**What you should do**
Repeat the entries below exactly as they appear, with no pictures.

···

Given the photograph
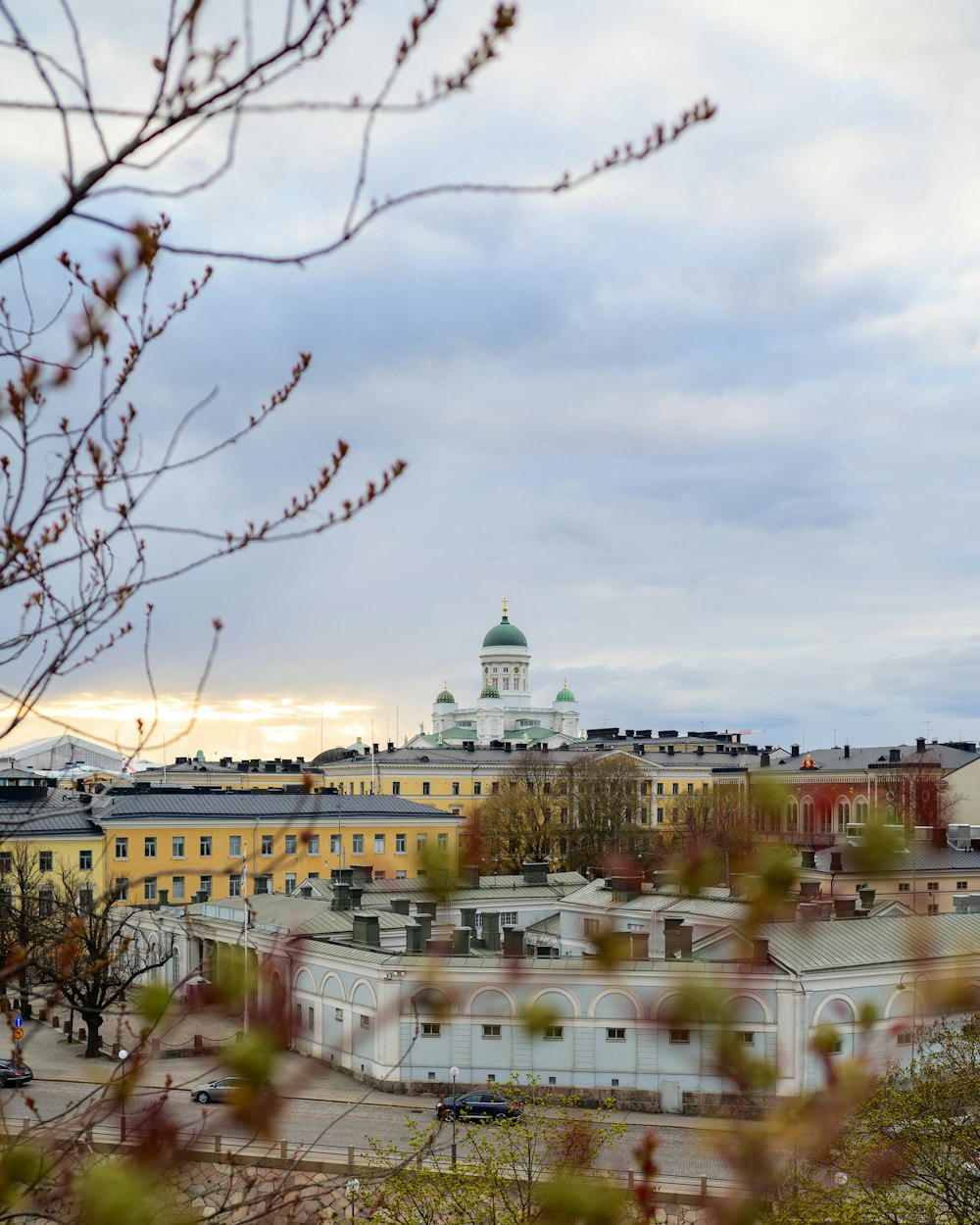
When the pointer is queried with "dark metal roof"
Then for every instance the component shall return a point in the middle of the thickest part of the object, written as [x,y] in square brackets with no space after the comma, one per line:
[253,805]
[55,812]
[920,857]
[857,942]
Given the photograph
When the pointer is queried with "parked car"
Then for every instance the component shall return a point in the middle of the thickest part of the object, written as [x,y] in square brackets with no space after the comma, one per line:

···

**Exercise answer**
Given the photograph
When the pointer is queried with "dark metal roof"
Then for every instance the component shall return a point in the middle of the thickest part of the object, written as [x,y] in square brackets with no space after the comma, one per line:
[253,805]
[55,812]
[920,857]
[857,942]
Given the photograph
When the pointer is queried with "parked car"
Then for every instance the component shall return a point in the middle of the thickest part of the object, written as [x,y] in square brackets with no space after the comma, one per line:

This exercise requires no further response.